## START Entries

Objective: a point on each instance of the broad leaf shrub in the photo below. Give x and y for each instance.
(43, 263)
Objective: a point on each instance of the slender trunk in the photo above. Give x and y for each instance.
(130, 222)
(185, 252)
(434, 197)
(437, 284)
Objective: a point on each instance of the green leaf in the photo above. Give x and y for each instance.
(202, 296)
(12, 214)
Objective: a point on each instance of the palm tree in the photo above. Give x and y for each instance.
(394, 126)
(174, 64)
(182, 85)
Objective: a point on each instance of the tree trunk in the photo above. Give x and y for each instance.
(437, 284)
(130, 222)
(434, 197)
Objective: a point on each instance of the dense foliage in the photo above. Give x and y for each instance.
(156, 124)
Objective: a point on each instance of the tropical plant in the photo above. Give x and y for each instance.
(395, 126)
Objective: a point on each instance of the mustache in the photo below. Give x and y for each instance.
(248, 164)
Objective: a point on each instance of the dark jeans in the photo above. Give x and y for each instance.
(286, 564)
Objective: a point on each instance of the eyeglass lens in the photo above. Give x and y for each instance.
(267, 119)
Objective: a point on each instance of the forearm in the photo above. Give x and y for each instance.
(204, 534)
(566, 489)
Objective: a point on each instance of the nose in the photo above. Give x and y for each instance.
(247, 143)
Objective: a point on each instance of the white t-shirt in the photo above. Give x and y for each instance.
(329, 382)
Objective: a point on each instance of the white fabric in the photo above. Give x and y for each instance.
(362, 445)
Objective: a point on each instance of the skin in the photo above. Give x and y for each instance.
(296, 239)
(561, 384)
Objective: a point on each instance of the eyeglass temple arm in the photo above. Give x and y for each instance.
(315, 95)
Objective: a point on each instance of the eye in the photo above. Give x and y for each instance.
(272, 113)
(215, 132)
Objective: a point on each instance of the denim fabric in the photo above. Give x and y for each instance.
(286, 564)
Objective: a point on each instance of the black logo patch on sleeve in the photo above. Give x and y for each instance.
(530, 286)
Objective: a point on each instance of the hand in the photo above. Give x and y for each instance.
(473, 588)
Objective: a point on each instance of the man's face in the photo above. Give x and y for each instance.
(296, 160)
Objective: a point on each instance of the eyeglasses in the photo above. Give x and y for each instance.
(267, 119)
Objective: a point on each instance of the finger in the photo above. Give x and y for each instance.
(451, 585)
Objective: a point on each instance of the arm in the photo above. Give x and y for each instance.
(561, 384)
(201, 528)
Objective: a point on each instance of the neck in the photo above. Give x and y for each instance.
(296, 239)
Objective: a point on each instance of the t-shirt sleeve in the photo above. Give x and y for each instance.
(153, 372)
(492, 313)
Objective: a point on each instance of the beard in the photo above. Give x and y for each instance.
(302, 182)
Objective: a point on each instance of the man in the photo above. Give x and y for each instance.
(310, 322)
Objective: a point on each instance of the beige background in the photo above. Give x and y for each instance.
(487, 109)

## END Entries

- Objective -
Copy the entries again, starting with the line that contains "Objective: a point on each instance of the beard" and going on through the end of the entries. Change "Objective" to "Target" and leave everything else unchanged.

- Solution to this task -
Target: a point on each instance of the beard in the photo above. Give x and y for each instance.
(302, 182)
Target: a point on each instance of the man in the photo above. Give x and y for each instance.
(310, 322)
Target: a point on each instance of the beige background in the photo above. Give x and y for each instance.
(487, 109)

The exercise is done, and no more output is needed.